··· 出典

時代は1984年の夏、背景は北イタリア、モンテ・ローザ(4634b)山麓の小村グラーノ村。スイスとの国境が近く、絶景が打ち続き、近隣には大都市ミラノ、トリノが位置する。
この大自然は、本作『帰れない山』の重要なテーマの1つ。夏は緑に彩られての登山、ハイキングの地、冬は雪に覆われ、外部から遮断されるへき地。山好きを引き付ける。

少年時代の親友
 (C)2022 WILDSIDE S.R.L. - RUFUS BV - MENUETTO BV -PYRAMIDE PRODUCTIONS SAS - VISION DISTRIBUTION S.P.A.     ※以下同様

ピエトロの父親に連れられての初めての氷河登山

2人で家を建てる

氷河登山

山の2人

新しい家での2人

ピエトロの父の遺稿を読む

草原のブルーノ

一息つく2人

草原のブルーノ一家とピエトロ

雪山の2人

登場人物

 2人の12歳の少年が作品の主人公。少年の1人ピエトロは、夏の避暑にトリノから両親と訪れる。父親のジョヴァンニはトリノの工場のエンジニア。この彼は大の山好き。母親のフランチェスカも自然大好きな心優しい人柄。

······

• [短い課題]
映画『帰れない山』の紹介文を、最後の文の後から書き継いでもらえますか? この後に続く行は、ここでの作業には関係しません。

··· データ抜粋

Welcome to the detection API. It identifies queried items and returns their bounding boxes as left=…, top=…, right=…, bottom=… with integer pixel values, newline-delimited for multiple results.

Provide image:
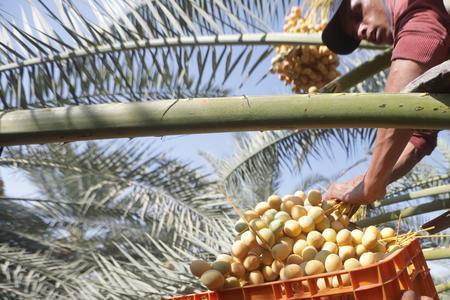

······

• [課題の出力]
もう1人の少年ブルーノは、地元の酪農家の子で、いわゆる牛飼いの山の子である。彼が住むグラーノ村は、昔は183人、現在は14人の住民が住む、山間(やまあい)の絵で描いたような過疎部落。そして、ブルーノは「この村で最後の子」といわれる頼りない存在である。
2人とも12歳の時に、この山間の村で出会い、友人の少ない2人は親友となる。彼らは村を駆け回り草原や川で遊び、時に廃墟を探検したり、ブルーノの酪農の仕事に手を貸したりと、彼らが友人なるのは必然である。 




2人の少年の家族

 都会っ子のピエトロの家族は、一軒家を借りひと夏を過ごす。ピエトロの父親ジョヴァンニは、2人の少年を登山に帯同し、彼らを山好きに育て上げる。ブルーノの父親は出稼ぎで長いこと家を空け、1人残されたブルーノはまともな教育を受けず、丸ごと山の子といった風情である。
ブルーノは決して頭の悪い子ではなく、ふびんに思うピエトロの母親フランチェスカが、教育を受けさせろと勧めるものの、一緒に暮らしていない父親が息子のトリノへの進学を邪魔する。「牛飼いに教育はいらない」とばかりにブルーノを出稼ぎに出し、2人の少年の仲は途絶える。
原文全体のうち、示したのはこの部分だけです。